• _Aim_
Copy the material from its beginning through the line containing "649, 507, 685, 538", keeping the requests and their reply samples as they are but shifting every bounding-box coordinate up by 117. Leave out the pictures.

=-=-=-=-=

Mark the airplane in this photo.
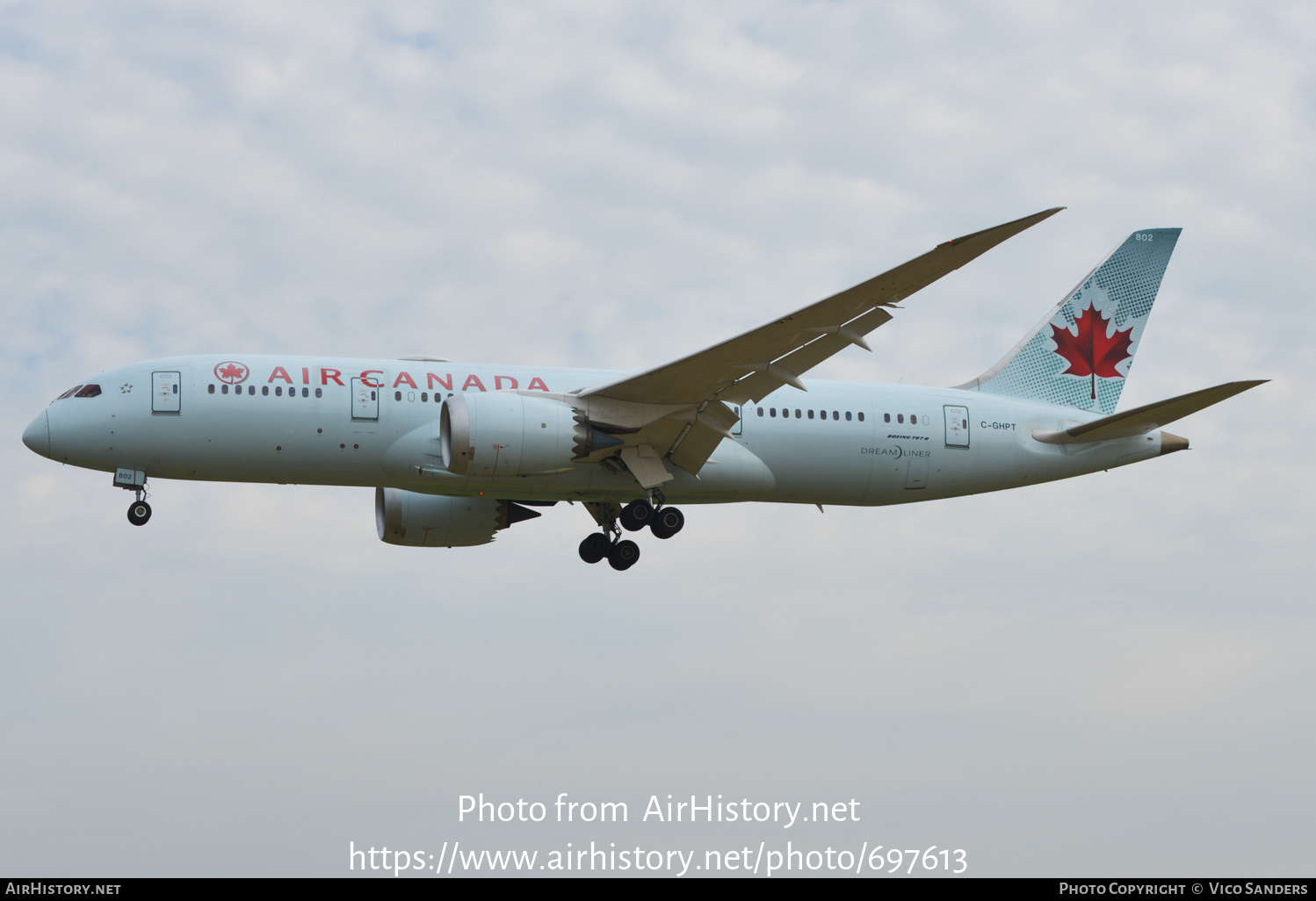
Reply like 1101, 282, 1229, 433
22, 206, 1265, 571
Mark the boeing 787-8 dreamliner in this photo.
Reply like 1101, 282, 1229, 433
22, 208, 1261, 570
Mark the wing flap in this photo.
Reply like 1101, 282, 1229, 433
579, 206, 1062, 404
1033, 378, 1270, 444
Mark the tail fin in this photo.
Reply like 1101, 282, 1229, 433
957, 229, 1181, 415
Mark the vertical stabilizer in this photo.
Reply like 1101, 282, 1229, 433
957, 229, 1181, 415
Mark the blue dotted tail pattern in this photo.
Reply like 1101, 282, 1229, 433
958, 229, 1181, 415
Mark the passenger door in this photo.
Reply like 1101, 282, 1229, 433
943, 405, 969, 447
351, 378, 379, 420
151, 372, 183, 413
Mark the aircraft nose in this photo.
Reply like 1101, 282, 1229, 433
21, 410, 50, 457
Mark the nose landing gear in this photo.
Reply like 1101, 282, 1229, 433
127, 492, 151, 526
114, 468, 151, 526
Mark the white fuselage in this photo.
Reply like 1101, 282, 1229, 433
24, 355, 1161, 505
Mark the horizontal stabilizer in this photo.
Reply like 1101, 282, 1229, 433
1033, 378, 1270, 444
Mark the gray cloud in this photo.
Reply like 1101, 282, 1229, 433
0, 3, 1316, 875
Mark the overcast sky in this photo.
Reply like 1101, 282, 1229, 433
0, 0, 1316, 876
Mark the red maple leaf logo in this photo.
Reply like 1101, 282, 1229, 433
214, 362, 248, 386
1052, 306, 1133, 400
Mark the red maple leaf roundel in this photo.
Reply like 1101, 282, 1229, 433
214, 360, 249, 386
1052, 306, 1133, 400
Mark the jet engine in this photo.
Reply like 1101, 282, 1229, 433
438, 391, 621, 478
375, 488, 552, 547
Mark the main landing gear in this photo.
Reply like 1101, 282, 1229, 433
581, 492, 685, 570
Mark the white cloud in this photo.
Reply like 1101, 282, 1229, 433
0, 3, 1316, 875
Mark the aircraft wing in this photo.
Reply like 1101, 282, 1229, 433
1033, 378, 1270, 444
573, 206, 1063, 487
578, 206, 1063, 404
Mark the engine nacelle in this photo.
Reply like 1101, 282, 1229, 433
438, 391, 611, 478
375, 488, 508, 547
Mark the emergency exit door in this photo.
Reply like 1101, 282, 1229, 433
945, 407, 969, 447
351, 378, 379, 420
151, 372, 183, 413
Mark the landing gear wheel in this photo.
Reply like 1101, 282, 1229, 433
621, 501, 654, 531
608, 539, 640, 570
127, 501, 151, 526
581, 531, 612, 563
649, 507, 685, 538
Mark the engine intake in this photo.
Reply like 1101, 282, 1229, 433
438, 391, 621, 478
375, 488, 510, 547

=-=-=-=-=

• _Problem solution_
Mark the airplane in this photo.
Reply like 1101, 282, 1229, 433
139, 323, 1382, 688
Mark the boeing 787-8 dreamliner in this photo.
Reply like 1101, 282, 1229, 433
139, 325, 1378, 687
Mark the wing flap in this photo.
Reply like 1101, 282, 1229, 433
696, 323, 1179, 521
1150, 495, 1387, 561
Mark the tail fin in this photo.
Reply like 1101, 282, 1229, 433
1074, 346, 1298, 532
Mark the vertical stabilizer in this photo.
Reply like 1101, 282, 1229, 433
1074, 346, 1298, 532
Mark the blue dotted tail pattern in this photo.
Reply like 1101, 282, 1229, 433
1075, 346, 1298, 532
Mark the passenger door in this photo.
Reply like 1101, 282, 1229, 433
1060, 522, 1086, 564
468, 495, 496, 537
268, 489, 300, 530
Mark the aircraft nose in this photo.
Reply like 1101, 282, 1229, 433
138, 527, 167, 574
Mark the nose landing gear in this photo.
Reply like 1101, 282, 1229, 433
244, 609, 268, 643
231, 585, 268, 643
Mark the white fuselage in this photo.
Reply like 1101, 282, 1229, 433
141, 472, 1278, 622
Mark the horizontal stabilizer in this photo.
Reply like 1101, 282, 1229, 433
1150, 495, 1387, 561
Mark the gray cloud in this photo.
Reply like 1101, 282, 1229, 433
117, 120, 1433, 992
Mark the overcast sky in this photo.
Reply like 1101, 282, 1229, 433
117, 117, 1433, 993
Mark the red maple leaf logo in this photo.
Reply like 1101, 282, 1229, 433
331, 479, 365, 503
1169, 423, 1250, 517
Mark the red maple leaf roundel in this photo.
Reply like 1101, 282, 1229, 433
331, 477, 366, 503
1169, 423, 1250, 517
Mark the jet engine in this photo.
Reply like 1101, 282, 1229, 433
555, 508, 738, 595
492, 605, 669, 664
Mark the main landing gear in this photo.
Reply like 1101, 282, 1229, 433
698, 609, 802, 687
Mark the white cloud in this photo.
Reply like 1101, 282, 1229, 433
117, 120, 1433, 992
Mark the aircraft wing in this photo.
Reply like 1101, 282, 1229, 433
1150, 495, 1387, 561
690, 323, 1180, 604
695, 323, 1180, 521
Mark the engine nacelle in this photo.
Reply like 1101, 282, 1229, 433
555, 508, 728, 595
492, 605, 625, 664
Mark the emergency exit door in this photo.
Reply like 1101, 282, 1229, 433
1062, 524, 1086, 564
468, 495, 496, 537
268, 489, 300, 530
Mark the landing gear wheel in this photo.
Reply like 1101, 282, 1229, 433
738, 618, 771, 648
725, 656, 757, 687
244, 618, 268, 643
698, 648, 729, 680
766, 624, 802, 655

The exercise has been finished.